What to work on: Render each line of the records below as a string in a JSON list, one string per line, skipping blank lines and leaving out the pictures.

Records from a point annotation set
◇ ◇ ◇ ◇ ◇ ◇ ◇

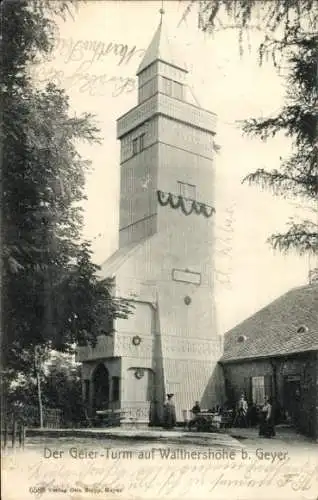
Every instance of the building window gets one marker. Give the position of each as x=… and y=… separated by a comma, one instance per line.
x=139, y=144
x=187, y=190
x=135, y=146
x=115, y=389
x=142, y=142
x=167, y=86
x=258, y=390
x=86, y=391
x=177, y=90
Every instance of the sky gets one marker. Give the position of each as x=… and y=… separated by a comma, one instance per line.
x=99, y=79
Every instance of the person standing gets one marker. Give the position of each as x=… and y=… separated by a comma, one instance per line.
x=169, y=413
x=241, y=412
x=267, y=427
x=195, y=411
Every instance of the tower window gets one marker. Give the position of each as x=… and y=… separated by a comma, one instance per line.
x=142, y=142
x=86, y=391
x=187, y=190
x=115, y=388
x=135, y=146
x=138, y=144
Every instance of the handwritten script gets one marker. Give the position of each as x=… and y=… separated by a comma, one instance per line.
x=81, y=60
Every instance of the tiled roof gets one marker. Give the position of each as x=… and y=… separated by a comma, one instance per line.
x=273, y=331
x=161, y=48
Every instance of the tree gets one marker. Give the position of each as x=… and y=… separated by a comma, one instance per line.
x=52, y=295
x=291, y=39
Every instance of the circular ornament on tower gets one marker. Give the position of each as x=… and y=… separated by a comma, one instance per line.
x=139, y=373
x=136, y=340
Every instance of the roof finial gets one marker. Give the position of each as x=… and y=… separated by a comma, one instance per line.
x=161, y=11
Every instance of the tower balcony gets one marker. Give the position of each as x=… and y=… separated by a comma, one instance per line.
x=104, y=348
x=165, y=105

◇ ◇ ◇ ◇ ◇ ◇ ◇

Correct result:
[
  "Every instance of the building window gets one marker. Give the position of each as x=… and y=… separated by a comma, one instance per line.",
  "x=139, y=144",
  "x=187, y=190",
  "x=135, y=146",
  "x=115, y=389",
  "x=142, y=142",
  "x=167, y=86",
  "x=258, y=390",
  "x=86, y=391",
  "x=177, y=90",
  "Every instance of the sky gets one marker. Give the position of each as x=… and y=… separated by a comma, one instance per line.",
  "x=99, y=79",
  "Every instance of the person standing gets one marker. Give the position of each as x=… and y=… separated by a comma, one instance per line.",
  "x=169, y=413",
  "x=241, y=412",
  "x=267, y=427",
  "x=195, y=411",
  "Every instance of the tower window gets one marker. Give the position of each as x=… and y=… separated by a comma, one instance per line.",
  "x=142, y=142",
  "x=86, y=391",
  "x=187, y=190",
  "x=115, y=388",
  "x=135, y=146",
  "x=138, y=144",
  "Every instance of the handwritten script gets one marker. Give the position of each as x=… and y=… separated by a comma, one instance per line.",
  "x=81, y=60",
  "Every instance of the tiled roof gets one marker. Give the position of each as x=… and y=… separated by a comma, one instance per line.",
  "x=273, y=331",
  "x=161, y=48",
  "Every instance of the tree gets one marker. Give the position of each as x=… and y=… separated by a comma, one instance per line.",
  "x=52, y=295",
  "x=291, y=39",
  "Every instance of the circular ornament on tower gets one marker. Give the position of each as x=… and y=… separated by a comma, one instance per line.",
  "x=139, y=373",
  "x=136, y=340",
  "Every instance of the roof finial gets one marker. Give the position of each as x=… and y=… separated by a comma, one instance per line.",
  "x=161, y=11",
  "Every instance of the tower balcony gets one marker. Give the position of each as x=… and y=… separated by a comma, one instance per line.",
  "x=104, y=348",
  "x=165, y=105"
]